## Prompt
Please reproduce the entries verbatim, from their first line through the line containing "rough mask: <svg", both included.

## Material for this task

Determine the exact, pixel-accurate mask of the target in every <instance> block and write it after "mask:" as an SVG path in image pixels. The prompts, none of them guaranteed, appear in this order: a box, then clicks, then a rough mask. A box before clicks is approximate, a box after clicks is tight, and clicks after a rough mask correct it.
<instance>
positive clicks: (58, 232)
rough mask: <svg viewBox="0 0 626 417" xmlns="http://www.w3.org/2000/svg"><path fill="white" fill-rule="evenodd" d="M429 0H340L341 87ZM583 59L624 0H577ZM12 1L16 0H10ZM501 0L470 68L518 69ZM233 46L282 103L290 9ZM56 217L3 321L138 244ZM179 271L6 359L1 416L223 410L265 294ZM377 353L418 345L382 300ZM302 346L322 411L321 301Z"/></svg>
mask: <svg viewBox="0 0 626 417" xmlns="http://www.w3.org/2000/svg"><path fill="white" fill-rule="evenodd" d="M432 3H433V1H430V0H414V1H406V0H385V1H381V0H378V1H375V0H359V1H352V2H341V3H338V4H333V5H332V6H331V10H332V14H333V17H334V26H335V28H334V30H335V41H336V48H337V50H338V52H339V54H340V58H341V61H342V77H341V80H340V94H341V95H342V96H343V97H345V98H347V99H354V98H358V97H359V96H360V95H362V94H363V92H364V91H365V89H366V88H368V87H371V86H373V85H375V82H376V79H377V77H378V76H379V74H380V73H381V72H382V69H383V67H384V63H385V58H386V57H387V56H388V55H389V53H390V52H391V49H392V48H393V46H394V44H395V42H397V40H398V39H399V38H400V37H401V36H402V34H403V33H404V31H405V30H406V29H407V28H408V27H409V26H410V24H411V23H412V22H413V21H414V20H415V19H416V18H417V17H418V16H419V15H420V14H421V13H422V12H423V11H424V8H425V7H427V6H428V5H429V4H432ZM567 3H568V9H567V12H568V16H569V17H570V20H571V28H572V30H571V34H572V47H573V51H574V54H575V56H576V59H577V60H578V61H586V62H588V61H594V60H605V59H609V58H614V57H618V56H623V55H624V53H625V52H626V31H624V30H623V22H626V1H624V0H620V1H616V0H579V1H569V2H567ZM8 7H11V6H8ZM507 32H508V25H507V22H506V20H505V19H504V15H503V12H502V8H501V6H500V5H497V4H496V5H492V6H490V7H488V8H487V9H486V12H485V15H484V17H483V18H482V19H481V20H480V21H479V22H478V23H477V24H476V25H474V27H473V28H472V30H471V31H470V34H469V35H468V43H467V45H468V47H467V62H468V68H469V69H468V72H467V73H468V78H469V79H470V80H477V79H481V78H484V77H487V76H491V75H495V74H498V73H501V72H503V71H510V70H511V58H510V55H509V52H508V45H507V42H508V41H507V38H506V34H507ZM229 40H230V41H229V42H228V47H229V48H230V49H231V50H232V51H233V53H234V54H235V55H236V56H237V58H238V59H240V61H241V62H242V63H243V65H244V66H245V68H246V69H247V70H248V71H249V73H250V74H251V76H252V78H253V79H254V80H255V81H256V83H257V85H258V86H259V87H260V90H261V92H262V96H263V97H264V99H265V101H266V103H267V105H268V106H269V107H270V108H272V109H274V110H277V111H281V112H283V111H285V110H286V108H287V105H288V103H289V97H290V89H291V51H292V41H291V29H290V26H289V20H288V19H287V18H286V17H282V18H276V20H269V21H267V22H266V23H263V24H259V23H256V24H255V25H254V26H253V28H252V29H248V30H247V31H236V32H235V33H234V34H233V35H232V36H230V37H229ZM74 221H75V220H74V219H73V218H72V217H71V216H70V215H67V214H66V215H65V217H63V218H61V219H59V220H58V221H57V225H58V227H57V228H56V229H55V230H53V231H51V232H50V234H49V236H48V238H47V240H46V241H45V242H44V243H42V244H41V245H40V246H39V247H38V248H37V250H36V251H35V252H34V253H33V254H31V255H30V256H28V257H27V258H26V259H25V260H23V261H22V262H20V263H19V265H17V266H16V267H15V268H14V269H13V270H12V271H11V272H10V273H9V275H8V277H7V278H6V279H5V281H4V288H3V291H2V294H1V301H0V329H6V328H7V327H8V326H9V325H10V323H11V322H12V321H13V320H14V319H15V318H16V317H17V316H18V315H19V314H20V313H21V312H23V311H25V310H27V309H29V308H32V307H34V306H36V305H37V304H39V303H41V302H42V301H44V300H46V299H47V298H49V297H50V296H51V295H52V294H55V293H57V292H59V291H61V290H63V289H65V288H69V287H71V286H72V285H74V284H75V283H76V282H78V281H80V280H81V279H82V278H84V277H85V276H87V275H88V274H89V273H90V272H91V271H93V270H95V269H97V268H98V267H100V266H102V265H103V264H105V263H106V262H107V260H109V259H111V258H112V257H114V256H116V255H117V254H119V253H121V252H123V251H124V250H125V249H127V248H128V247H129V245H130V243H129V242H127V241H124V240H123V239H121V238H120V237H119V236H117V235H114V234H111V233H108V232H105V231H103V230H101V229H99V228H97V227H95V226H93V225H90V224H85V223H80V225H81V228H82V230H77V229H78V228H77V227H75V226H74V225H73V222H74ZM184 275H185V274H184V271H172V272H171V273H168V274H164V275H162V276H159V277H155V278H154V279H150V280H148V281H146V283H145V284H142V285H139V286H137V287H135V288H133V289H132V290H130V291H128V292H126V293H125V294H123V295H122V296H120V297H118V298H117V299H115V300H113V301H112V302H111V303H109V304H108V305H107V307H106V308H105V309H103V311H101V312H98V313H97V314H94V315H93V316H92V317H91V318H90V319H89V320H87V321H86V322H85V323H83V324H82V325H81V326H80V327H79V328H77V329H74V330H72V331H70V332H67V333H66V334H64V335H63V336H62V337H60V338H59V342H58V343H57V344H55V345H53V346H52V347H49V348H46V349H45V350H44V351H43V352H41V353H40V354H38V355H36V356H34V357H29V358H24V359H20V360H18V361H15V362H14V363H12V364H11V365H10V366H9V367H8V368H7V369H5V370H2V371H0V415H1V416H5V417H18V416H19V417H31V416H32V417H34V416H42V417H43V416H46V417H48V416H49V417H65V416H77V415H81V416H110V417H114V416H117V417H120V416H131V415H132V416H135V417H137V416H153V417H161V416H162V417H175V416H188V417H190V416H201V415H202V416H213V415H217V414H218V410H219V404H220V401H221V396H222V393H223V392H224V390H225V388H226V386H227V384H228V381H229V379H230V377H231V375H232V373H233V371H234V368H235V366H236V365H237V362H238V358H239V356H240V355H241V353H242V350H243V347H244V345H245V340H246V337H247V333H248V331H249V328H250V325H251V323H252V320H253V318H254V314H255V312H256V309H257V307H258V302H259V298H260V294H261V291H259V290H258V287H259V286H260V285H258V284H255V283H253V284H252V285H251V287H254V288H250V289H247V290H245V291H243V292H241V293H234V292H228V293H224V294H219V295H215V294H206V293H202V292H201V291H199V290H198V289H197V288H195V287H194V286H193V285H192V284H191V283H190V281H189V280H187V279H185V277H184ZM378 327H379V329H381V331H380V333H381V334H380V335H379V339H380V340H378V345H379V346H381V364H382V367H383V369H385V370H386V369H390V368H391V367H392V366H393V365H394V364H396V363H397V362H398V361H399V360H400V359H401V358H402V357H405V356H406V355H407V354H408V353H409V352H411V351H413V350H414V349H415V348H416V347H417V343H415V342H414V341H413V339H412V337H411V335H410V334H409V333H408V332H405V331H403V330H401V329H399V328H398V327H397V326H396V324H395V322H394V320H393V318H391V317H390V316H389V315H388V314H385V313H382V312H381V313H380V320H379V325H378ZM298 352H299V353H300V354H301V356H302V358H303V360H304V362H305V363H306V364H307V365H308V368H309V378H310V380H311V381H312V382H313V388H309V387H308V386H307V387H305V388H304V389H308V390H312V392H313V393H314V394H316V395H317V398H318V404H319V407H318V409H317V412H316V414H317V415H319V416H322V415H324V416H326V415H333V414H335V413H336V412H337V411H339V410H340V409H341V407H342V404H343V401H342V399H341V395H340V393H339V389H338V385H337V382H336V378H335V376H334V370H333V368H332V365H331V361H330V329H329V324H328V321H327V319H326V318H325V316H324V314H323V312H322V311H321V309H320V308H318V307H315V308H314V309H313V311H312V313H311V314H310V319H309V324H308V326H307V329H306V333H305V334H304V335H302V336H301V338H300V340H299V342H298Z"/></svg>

## The completed task
Determine the exact, pixel-accurate mask of the target in every <instance> block and write it after "mask:" as an SVG path in image pixels. The prompts, none of them guaranteed, appear in this order: a box, then clicks, then a rough mask. A box before clicks is approximate, a box after clicks is tight, and clicks after a rough mask correct it.
<instance>
positive clicks: (58, 232)
rough mask: <svg viewBox="0 0 626 417" xmlns="http://www.w3.org/2000/svg"><path fill="white" fill-rule="evenodd" d="M429 0H340L341 87ZM583 59L624 0H577ZM12 1L16 0H10ZM501 0L470 68L518 69ZM233 46L282 103L290 9ZM56 217L3 321L138 244ZM179 271L6 359L1 416L223 410L265 294ZM377 353L418 345L382 300ZM302 346L322 411L321 301Z"/></svg>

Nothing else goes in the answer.